Given exercise. Copy the following lines word for word, with no changes.

· · ·

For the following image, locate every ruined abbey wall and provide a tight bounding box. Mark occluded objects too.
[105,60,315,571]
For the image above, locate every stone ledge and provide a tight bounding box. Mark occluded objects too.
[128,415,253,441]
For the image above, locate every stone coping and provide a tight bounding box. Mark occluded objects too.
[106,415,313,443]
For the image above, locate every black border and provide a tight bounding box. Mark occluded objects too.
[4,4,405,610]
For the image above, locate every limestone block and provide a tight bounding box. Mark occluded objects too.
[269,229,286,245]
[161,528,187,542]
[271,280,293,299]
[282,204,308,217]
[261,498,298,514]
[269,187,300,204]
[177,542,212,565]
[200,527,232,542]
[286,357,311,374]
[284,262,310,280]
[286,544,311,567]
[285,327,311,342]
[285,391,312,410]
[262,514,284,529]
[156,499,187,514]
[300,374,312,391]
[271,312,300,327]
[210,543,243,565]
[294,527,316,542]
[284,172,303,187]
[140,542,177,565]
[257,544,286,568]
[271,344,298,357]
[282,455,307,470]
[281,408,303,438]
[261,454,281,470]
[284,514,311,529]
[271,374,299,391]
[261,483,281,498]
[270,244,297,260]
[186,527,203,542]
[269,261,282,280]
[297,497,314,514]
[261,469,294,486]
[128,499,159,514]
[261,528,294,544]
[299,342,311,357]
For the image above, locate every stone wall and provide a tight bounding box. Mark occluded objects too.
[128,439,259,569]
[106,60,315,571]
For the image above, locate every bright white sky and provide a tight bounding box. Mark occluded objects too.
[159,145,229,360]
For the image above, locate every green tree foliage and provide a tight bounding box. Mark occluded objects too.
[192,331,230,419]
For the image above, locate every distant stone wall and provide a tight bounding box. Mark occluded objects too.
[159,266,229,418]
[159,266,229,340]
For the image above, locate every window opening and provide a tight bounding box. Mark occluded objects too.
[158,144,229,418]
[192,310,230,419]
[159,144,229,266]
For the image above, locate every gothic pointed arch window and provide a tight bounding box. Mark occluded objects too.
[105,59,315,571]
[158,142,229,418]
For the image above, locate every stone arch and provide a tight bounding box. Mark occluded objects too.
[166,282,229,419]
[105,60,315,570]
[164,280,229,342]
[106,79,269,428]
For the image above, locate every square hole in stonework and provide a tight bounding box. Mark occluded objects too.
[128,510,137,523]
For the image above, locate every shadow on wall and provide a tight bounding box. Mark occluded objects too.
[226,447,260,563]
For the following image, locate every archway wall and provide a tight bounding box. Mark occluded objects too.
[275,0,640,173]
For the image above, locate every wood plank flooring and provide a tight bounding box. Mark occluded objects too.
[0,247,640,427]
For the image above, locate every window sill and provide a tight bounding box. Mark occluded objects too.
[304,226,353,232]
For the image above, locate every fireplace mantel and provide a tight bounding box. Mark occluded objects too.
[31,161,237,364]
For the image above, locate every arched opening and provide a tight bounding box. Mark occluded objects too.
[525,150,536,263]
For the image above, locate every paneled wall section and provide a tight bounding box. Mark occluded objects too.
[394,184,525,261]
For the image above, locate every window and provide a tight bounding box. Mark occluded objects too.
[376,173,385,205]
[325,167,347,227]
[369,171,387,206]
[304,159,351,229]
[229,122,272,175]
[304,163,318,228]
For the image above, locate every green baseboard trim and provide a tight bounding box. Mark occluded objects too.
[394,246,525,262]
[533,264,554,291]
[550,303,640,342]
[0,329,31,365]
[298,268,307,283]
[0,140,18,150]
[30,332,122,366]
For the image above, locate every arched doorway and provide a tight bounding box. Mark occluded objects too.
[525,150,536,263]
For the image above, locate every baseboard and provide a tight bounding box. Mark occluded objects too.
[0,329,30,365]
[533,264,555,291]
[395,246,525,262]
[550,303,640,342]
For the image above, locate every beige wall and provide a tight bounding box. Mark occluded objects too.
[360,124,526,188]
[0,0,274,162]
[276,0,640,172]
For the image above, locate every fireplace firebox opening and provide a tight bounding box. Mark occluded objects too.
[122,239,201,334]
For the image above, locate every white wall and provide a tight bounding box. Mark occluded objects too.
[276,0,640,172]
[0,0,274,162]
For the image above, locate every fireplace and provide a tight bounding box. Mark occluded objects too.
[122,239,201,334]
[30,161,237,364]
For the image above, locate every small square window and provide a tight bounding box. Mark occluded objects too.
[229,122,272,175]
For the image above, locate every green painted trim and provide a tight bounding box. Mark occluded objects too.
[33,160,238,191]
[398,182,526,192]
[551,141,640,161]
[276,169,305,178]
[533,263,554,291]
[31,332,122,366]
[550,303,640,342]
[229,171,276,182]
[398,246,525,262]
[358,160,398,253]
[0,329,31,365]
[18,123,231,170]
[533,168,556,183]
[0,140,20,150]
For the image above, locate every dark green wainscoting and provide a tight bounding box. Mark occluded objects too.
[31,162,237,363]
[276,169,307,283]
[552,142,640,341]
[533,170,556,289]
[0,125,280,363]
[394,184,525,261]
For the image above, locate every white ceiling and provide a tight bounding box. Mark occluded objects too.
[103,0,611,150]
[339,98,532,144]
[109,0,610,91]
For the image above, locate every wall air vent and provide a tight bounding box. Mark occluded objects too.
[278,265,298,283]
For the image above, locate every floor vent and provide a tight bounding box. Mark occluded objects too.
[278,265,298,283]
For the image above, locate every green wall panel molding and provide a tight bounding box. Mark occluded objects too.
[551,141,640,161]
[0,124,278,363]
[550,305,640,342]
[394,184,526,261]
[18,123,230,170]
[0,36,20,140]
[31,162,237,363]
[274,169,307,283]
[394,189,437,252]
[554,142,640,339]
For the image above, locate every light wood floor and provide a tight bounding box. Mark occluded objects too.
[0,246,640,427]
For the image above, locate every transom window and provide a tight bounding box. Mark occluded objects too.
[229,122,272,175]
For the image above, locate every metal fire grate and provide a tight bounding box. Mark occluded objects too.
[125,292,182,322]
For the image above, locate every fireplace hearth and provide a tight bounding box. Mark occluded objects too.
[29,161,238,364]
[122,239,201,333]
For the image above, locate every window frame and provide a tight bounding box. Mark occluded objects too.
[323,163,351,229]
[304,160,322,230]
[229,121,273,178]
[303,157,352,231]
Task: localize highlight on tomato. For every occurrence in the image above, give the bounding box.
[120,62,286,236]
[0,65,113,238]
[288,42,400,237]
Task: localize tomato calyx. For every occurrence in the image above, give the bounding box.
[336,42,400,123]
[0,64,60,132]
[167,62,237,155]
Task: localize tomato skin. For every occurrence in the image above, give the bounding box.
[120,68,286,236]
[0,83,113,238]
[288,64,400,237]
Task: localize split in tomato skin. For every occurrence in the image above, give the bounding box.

· · ·

Output for this exercise.
For the following image, locate every ruined abbey wall and provide a tight bounding box. Mark occluded objects too.
[105,60,315,571]
For the image above, locate every stone ledge and provide a tight bounding box. Mark occluded objects too.
[128,415,253,441]
For the image above, locate every stone coping and provide a tight bounding box. Mark occluded objects too.
[106,415,313,443]
For the image above, locate every black border and provide a tight bounding box. Mark occluded objects too.
[4,4,405,610]
For the image above, locate every limestone block and provide a tight bounding box. Mark occluded objects too.
[269,229,286,245]
[161,528,187,542]
[271,280,293,299]
[282,204,308,217]
[261,498,298,514]
[269,187,300,204]
[177,542,212,565]
[200,527,232,542]
[286,357,311,374]
[284,262,310,280]
[286,544,311,567]
[285,327,311,342]
[285,391,312,410]
[262,514,284,529]
[156,499,187,514]
[300,374,312,391]
[271,312,300,327]
[210,543,243,565]
[294,527,316,542]
[284,172,303,187]
[140,542,177,565]
[257,544,286,568]
[271,344,298,357]
[282,455,307,470]
[281,408,303,438]
[261,454,281,470]
[284,514,311,529]
[271,374,299,391]
[261,483,281,498]
[270,244,297,260]
[186,527,203,542]
[269,261,282,280]
[297,497,314,514]
[261,469,294,486]
[128,499,159,514]
[261,528,294,544]
[299,342,311,357]
For the image above, locate every stone wall and provide a tight bounding box. Mark occluded objects too.
[128,439,259,569]
[106,60,315,571]
For the image above, locate every bright white sky and provide a tight bounding box. Mark occluded objects too.
[159,145,229,360]
For the image above, locate every green tree foliage and provide a tight bounding box. Mark occluded objects too.
[192,331,230,419]
For the image above, locate every distant stone wall and provide a tight bounding box. Mark occluded objects too.
[159,266,229,418]
[159,266,229,340]
For the image above, locate every window opening and provide a tight bounding box. Mark occluded objects too.
[158,144,229,418]
[192,310,230,419]
[159,144,229,266]
For the image above, locate every gothic pointed arch window and provide a tight bounding box. Mark occluded objects too.
[105,59,315,571]
[158,142,229,418]
For the image above, locate every stone arch and provide a tight bounding box. Mark occluded objects too.
[166,282,229,419]
[105,60,315,570]
[164,280,229,342]
[106,79,269,428]
For the image above, locate every square hole in stonework and provide a tight bounding box. Mark occluded objects too.
[128,510,137,523]
For the image above, locate every shadow on wall and provide a tight bounding box. Mark occluded objects too.
[226,447,260,563]
For the following image, locate every archway wall and provide a tight bounding box. Mark occluded objects too.
[275,0,640,173]
For the image above, locate every wood plank flooring and provide a tight bounding box. Mark occluded objects too.
[0,247,640,427]
For the image above, locate every window sill and provide a tight bounding box. Mark occluded objects too.
[304,226,353,232]
For the image above, locate every fireplace mantel and provide a tight bounding box. Mark occluded objects too.
[31,161,237,364]
For the image above, locate every arched opening and provide a tight bounding box. Mark occluded objects too.
[525,150,536,263]
For the image above, locate every paneled wall section and provide a tight bounding box. Mark occluded objects too.
[394,184,525,261]
For the image above, locate every window and provide a tight bounding box. Mark occluded objects too.
[376,173,385,205]
[325,167,347,227]
[369,171,387,206]
[304,159,351,229]
[229,122,272,175]
[304,163,318,228]
For the image above, locate every green baseboard trim and provide a tight bounding box. Mark occluded objects too.
[394,246,525,262]
[533,264,554,291]
[550,303,640,342]
[0,329,31,365]
[298,268,307,283]
[0,140,18,150]
[30,332,122,366]
For the image above, locate every arched doorway and provide a tight bounding box. Mark occluded objects too.
[525,150,536,263]
For the image above, locate every baseboard and provide a tight bounding box. Mark occluded objects too.
[0,329,30,365]
[533,264,555,291]
[395,246,525,262]
[550,303,640,342]
For the image above, locate every beige wall and provide a tight bounding box. Mark occluded objects too.
[360,124,526,188]
[0,0,274,162]
[276,0,640,172]
For the image above, locate every fireplace firebox opening and provide a tight bounding box. Mark occluded objects too.
[122,239,201,334]
For the image above, locate every white wall and provide a tight bounding box. Mark occluded objects too.
[276,0,640,172]
[0,0,274,162]
For the image above, locate every fireplace and provide a tight bounding box. Mark occluded objects too.
[122,239,201,334]
[30,161,237,364]
For the image above, locate every small square window and provide a tight bounding box. Mark occluded objects too.
[229,122,272,175]
For the image above, locate every green painted trim and provide a tight bounding box. Mark occluded objects too.
[33,160,238,191]
[398,182,526,192]
[551,141,640,161]
[276,169,305,178]
[533,263,554,291]
[31,332,122,366]
[550,303,640,342]
[229,171,276,182]
[398,246,525,262]
[358,160,398,253]
[0,329,31,365]
[18,123,231,170]
[533,168,556,183]
[0,140,20,150]
For the image above, locate every dark green wainscoting and provide a tight bounding box. Mark occluded objects too.
[31,162,237,363]
[276,169,307,283]
[552,142,640,341]
[533,170,556,289]
[0,125,280,363]
[394,184,525,261]
For the image above, locate every white ceiling and provide a tight bounding box. Mark occluded objects too.
[103,0,611,150]
[339,98,532,144]
[109,0,610,91]
For the image above, locate every wall air vent and provide a tight bounding box. Mark occluded objects too.
[278,265,298,283]
For the image above, locate every floor vent and provide a tight bounding box. Mark occluded objects too.
[278,265,298,283]
For the image above, locate every green wall panel molding and provide a tight bounding box. Mark occluded objects too.
[551,141,640,161]
[0,124,278,363]
[550,305,640,342]
[394,184,526,261]
[18,123,230,170]
[0,36,20,140]
[31,162,237,363]
[274,169,307,283]
[394,189,437,252]
[554,142,640,339]
For the image above, locate every light wood floor and provide a tight bounding box. Mark occluded objects too.
[0,246,640,427]
For the image above, locate every transom window and provide a tight bounding box. Mark occluded objects too.
[229,122,272,175]
For the image above, locate every metal fire grate and provide a tight bounding box. Mark occluded objects too.
[125,292,182,322]
For the image above, locate every fireplace hearth and provide a tight bounding box. Mark occluded objects too.
[29,161,238,364]
[122,239,201,333]
For the image above, locate every window frame and provide a tight bounding box. Mark occluded objects too.
[323,163,351,229]
[304,160,322,230]
[229,121,273,178]
[303,157,352,231]
Task: localize highlight on tomato. For every occurrence in the image above, give the bounding box.
[120,62,286,236]
[0,65,113,238]
[288,42,400,237]
Task: localize tomato calyx. For every occurrence in the image above, give the bounding box.
[336,42,400,123]
[0,64,60,132]
[167,62,237,155]
Task: localize tomato skin. For every occurrence in the image above, give the bounding box.
[120,68,286,236]
[0,83,113,238]
[288,64,400,237]
Task: localize split in tomato skin. For every occurrence in the image above, give the bounding box.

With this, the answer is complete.